** BEGIN DOCUMENT **

# My new 04' 325xi - no options (56K warn)



## BMWn00b (Sep 26, 2003)

Hi Bfesters,

2004 325xi Grey Green Metallic/Black Leatherette (Stock)

Thanks for your inputs before and during the purchase. I finally picked it up yesterday (cold and rainy dayand couldn't drive around much). The car is almost completely stock. I didn't need any option other than a folded rear seat and heated seats.

These are the photos I could get so far:

Your jokes on its appearance are welcome 

At the dealer:


----------



## BMWn00b (Sep 26, 2003)

At the parking lot in the mornin'


----------



## flashinthepan (Jul 25, 2003)

Congrats!!!!!!


----------



## BMWn00b (Sep 26, 2003)

Have been driving it around in town like crazy. I have never made so many excuses for taking my car out...


----------



## Alex Baumann (Dec 19, 2001)

Congrats on the new car !! :thumbup: 

Drive it in good health


----------



## Mathew (Feb 8, 2002)

BMWn00b said:


> Have been driving it around in town like crazy. I have never made so many excuses for taking my car out...


 Yep, I remember that feeling.

** END DOCUMENT **

### SHORT PROBLEM 1
Within the rows, from the line with "wooden desk top" to the line with "[(123, 86), (84, 91)]", swap "wooden desk top" for "wooden tabletop" and give back only those lines, otherwise unchanged.
### SHORT PROBLEM 2
Extend the forum thread about the new 325xi beyond its last post.

** BEGIN DATASET EXCERPTS **

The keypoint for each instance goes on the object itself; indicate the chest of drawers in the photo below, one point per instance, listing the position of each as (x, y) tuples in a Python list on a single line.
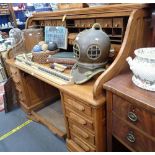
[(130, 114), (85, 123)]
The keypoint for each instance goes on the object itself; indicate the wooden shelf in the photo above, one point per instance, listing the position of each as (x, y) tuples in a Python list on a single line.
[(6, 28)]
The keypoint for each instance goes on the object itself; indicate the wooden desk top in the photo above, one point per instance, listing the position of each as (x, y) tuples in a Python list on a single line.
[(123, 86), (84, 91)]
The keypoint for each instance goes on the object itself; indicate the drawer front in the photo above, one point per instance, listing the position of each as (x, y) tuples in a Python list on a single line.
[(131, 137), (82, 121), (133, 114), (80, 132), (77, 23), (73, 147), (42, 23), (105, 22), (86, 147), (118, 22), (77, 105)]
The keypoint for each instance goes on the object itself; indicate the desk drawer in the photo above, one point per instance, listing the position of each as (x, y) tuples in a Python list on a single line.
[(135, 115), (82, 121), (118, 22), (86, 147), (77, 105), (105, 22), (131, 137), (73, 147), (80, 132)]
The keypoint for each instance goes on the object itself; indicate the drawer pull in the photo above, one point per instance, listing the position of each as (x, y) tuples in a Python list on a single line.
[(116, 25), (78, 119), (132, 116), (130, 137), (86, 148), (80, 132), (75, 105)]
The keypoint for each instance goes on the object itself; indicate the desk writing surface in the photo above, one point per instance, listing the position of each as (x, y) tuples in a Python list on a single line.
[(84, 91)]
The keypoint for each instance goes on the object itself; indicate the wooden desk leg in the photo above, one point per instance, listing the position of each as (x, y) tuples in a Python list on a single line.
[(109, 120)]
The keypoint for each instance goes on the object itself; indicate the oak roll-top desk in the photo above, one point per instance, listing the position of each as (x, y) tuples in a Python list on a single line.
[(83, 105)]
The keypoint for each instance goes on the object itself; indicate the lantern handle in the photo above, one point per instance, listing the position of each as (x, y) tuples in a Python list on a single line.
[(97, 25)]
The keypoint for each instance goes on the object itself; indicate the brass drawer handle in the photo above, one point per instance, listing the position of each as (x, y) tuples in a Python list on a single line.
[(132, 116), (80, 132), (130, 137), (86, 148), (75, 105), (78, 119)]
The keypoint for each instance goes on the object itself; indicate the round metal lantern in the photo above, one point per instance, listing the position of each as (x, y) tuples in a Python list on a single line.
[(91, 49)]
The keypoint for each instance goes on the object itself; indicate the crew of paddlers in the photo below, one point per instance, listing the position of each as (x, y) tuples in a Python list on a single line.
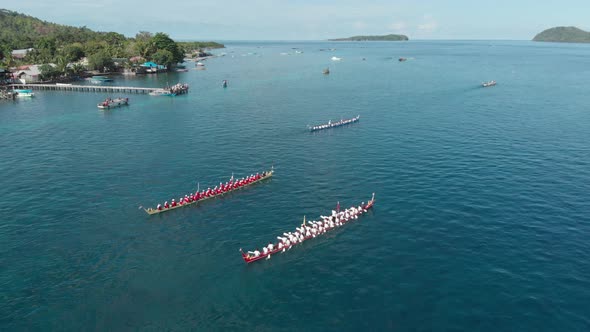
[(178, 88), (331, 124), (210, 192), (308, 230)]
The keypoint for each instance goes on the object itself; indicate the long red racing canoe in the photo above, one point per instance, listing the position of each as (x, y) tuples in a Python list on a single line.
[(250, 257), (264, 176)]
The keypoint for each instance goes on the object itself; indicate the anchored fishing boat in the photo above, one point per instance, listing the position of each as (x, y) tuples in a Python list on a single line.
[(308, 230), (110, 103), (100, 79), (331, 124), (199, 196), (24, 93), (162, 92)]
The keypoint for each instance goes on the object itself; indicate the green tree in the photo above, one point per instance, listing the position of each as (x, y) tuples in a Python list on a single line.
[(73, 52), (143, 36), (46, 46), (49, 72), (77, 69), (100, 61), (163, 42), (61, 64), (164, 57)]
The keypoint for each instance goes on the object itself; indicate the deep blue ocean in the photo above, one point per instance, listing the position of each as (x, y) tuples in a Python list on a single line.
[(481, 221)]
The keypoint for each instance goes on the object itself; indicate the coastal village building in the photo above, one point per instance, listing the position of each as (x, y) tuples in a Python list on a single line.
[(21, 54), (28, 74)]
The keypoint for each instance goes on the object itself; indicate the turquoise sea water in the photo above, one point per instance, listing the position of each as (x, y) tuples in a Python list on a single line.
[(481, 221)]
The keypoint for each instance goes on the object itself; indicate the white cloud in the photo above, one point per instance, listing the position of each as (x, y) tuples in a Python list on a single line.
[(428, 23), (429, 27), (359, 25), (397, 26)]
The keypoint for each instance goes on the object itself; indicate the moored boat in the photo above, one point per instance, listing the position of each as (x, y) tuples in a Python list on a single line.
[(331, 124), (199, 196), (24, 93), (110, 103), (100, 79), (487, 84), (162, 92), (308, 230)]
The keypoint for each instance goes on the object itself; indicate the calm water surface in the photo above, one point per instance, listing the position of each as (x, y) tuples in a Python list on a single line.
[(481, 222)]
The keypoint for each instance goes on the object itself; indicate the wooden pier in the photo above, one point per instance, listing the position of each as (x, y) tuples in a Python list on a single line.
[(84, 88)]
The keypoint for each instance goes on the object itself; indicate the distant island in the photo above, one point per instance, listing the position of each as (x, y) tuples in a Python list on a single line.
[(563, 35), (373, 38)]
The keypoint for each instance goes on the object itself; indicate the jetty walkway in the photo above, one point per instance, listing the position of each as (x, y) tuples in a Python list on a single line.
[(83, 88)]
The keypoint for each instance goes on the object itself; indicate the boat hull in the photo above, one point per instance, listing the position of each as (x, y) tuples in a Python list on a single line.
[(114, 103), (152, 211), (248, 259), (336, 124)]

** END DATASET EXCERPTS **

### WRITTEN ANSWER 1
The keypoint for each instance goes on the object itself; indicate the wooden tabletop in the photo above, one point per instance, listing the position of each as (x, y) tuples in a Python list on a single line.
[(123, 86), (84, 91)]

### WRITTEN ANSWER 2
----------



## rost12 (Dec 22, 2001)

Mathew said:


> Yep, I remember that feeling.


It fades away quickly, though


----------



## ivan308 (Jul 23, 2003)

Congratulations!! I am jealous.... still waiting for mine. You can read mypost in the general board about the ordeal. Hopefully Tuesaday.


----------



## BMWn00b (Sep 26, 2003)

ivan308 said:


> Congratulations!! I am jealous.... still waiting for mine. You can read mypost in the general board about the ordeal. Hopefully Tuesaday.


Sorry about your painful ordeal Ivan, Good Luck!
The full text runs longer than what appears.